>> Begin Records supplied

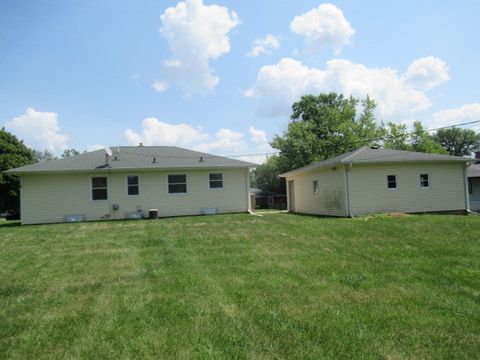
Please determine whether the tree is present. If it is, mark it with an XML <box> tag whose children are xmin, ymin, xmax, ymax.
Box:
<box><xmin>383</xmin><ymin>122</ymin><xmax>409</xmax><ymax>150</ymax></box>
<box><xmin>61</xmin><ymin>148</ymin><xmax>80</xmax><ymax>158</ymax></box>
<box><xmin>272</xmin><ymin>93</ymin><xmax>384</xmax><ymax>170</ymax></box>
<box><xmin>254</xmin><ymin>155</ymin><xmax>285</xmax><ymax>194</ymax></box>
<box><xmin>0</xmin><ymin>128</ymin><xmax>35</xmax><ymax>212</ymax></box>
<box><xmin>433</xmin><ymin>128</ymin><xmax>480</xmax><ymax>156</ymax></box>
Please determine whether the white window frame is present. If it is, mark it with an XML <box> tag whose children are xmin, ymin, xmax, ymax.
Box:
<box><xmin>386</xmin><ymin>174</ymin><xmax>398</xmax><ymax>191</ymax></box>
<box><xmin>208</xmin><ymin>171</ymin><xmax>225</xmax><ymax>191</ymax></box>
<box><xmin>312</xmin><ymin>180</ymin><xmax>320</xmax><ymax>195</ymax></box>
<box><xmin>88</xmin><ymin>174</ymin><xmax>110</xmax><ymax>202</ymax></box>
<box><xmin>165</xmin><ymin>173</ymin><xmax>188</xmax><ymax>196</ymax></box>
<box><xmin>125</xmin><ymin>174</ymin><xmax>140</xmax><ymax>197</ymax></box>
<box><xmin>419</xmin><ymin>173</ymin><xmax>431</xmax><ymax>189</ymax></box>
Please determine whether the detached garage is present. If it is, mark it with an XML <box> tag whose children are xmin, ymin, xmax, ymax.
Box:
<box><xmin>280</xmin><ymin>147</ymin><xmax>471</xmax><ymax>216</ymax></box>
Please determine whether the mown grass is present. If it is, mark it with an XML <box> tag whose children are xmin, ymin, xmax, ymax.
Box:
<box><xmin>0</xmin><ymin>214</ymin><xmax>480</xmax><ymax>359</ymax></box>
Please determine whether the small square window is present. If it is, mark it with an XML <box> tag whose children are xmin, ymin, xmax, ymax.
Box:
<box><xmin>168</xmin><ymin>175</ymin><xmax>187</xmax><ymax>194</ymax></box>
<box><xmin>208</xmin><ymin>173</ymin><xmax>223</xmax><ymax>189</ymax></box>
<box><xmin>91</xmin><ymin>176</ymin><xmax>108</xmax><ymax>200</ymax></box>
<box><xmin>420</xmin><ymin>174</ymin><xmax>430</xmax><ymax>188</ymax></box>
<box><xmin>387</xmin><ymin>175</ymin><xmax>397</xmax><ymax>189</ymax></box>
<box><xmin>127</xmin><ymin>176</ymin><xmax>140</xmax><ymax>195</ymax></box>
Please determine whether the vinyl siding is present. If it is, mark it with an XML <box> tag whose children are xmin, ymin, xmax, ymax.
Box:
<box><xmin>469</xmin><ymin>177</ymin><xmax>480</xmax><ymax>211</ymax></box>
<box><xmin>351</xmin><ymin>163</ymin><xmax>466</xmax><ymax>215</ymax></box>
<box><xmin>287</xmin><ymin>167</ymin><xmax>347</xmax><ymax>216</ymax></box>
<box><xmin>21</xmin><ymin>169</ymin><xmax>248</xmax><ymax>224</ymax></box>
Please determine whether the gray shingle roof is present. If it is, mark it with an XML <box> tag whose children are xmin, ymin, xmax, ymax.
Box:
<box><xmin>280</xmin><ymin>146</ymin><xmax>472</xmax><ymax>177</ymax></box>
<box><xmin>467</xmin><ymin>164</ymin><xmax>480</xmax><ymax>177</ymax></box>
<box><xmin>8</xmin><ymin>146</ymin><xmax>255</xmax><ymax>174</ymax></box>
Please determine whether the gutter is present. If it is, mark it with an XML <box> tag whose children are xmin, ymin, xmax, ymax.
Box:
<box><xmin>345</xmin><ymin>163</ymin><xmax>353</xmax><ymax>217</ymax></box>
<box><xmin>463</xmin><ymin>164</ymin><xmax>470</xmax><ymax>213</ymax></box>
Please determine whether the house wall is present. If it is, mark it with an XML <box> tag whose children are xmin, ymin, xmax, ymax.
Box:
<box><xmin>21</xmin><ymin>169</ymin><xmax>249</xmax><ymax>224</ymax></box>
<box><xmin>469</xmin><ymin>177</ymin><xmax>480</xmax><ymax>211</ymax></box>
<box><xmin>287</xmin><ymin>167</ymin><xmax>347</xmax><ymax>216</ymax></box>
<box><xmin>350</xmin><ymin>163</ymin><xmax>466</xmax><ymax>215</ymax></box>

>> End Records supplied
>> Begin Records supplied

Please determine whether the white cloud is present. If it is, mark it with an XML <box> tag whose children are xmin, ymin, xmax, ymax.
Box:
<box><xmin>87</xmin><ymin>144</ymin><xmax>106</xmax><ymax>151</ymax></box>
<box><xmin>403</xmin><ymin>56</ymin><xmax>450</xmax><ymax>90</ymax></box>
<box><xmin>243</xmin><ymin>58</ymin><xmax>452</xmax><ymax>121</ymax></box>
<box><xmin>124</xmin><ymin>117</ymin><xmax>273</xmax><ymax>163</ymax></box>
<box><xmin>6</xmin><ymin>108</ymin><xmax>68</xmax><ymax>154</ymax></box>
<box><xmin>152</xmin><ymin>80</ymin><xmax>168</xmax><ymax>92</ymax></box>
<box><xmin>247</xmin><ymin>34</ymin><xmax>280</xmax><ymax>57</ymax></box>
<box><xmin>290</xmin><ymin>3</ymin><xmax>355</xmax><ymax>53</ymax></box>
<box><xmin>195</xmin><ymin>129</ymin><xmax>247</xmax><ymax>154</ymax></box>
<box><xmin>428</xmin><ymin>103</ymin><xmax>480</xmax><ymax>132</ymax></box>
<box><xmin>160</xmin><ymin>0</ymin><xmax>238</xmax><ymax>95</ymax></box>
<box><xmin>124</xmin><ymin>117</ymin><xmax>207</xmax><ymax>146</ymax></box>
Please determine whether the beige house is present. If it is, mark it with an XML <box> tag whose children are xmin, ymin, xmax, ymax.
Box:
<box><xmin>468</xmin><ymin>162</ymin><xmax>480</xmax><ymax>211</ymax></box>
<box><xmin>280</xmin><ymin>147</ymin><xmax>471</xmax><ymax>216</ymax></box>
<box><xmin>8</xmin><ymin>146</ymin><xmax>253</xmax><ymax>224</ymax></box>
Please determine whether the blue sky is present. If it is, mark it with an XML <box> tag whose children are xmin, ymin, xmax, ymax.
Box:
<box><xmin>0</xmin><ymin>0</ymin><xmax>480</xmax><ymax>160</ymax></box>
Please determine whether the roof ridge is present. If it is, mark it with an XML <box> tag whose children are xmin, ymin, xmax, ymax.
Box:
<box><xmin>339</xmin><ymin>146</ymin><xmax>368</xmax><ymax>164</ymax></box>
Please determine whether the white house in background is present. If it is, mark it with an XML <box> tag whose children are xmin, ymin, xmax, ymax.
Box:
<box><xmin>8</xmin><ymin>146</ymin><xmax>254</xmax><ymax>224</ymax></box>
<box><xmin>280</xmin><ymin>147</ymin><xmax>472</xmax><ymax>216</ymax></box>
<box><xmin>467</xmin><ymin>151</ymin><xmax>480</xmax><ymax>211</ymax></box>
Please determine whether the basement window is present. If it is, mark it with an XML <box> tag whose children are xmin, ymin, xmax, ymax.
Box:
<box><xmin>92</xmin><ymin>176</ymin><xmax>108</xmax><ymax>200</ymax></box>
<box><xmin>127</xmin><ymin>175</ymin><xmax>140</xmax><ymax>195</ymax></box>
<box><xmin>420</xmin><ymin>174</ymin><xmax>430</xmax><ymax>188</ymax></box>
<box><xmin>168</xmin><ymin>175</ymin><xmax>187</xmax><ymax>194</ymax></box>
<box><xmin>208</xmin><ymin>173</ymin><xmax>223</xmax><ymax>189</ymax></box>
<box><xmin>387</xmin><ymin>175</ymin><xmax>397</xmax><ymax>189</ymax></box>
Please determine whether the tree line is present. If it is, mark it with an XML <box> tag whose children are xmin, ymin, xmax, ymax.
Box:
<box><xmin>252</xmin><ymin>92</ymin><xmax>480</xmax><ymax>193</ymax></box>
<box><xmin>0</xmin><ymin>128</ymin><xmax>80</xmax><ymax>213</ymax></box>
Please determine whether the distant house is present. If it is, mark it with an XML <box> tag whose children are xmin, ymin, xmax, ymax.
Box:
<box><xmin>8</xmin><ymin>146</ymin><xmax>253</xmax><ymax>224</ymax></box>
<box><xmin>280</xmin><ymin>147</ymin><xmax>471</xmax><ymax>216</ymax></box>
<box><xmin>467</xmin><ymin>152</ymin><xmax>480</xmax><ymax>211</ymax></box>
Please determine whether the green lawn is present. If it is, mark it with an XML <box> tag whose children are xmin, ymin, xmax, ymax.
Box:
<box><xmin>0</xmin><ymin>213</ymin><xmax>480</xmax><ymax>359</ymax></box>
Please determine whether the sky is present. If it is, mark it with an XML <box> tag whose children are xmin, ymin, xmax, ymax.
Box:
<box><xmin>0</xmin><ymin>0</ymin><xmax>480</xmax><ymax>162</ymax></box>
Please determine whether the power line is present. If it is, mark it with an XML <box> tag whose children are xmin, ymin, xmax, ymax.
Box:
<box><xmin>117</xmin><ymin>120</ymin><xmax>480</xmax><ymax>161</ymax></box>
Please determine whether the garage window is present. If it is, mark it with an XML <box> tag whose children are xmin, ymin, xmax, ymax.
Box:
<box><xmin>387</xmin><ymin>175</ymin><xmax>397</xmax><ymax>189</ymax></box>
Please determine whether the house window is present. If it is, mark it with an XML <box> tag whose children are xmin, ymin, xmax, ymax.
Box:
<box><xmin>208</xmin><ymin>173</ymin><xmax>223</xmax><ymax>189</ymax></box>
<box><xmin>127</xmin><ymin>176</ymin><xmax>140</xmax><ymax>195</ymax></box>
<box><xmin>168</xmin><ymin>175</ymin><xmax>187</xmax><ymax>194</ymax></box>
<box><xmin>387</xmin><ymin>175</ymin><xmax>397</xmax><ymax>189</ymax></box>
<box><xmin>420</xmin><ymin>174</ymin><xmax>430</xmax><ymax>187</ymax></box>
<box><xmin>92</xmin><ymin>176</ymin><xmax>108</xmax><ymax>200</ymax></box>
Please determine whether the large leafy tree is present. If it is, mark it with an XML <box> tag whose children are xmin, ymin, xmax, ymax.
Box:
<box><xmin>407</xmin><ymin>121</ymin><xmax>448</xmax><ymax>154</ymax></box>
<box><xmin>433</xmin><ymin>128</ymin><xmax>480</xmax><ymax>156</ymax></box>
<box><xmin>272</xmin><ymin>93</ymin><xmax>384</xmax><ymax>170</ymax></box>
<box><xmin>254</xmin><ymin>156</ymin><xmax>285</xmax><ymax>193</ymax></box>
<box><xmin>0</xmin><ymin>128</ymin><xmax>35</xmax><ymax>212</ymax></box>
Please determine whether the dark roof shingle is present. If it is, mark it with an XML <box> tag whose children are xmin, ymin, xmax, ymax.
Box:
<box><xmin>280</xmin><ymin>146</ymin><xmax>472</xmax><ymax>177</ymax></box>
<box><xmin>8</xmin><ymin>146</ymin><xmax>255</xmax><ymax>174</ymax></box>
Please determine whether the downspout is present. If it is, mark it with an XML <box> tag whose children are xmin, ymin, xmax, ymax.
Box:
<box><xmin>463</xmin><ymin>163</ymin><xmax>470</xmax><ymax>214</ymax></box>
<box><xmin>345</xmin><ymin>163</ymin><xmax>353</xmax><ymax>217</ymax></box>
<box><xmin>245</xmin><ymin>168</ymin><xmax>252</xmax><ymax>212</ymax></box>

>> End Records supplied

— What to work on —
Find every line in the items above that contains the word "garage" and copy each one in full.

— Task response —
Please determine whether the detached garage is present. If it is, mark it with an XML <box> tag whose children are xmin, ymin, xmax, ymax.
Please determine whether the garage window is present. If it is, mark it with an XML <box> tag whose children are xmin, ymin, xmax, ymax.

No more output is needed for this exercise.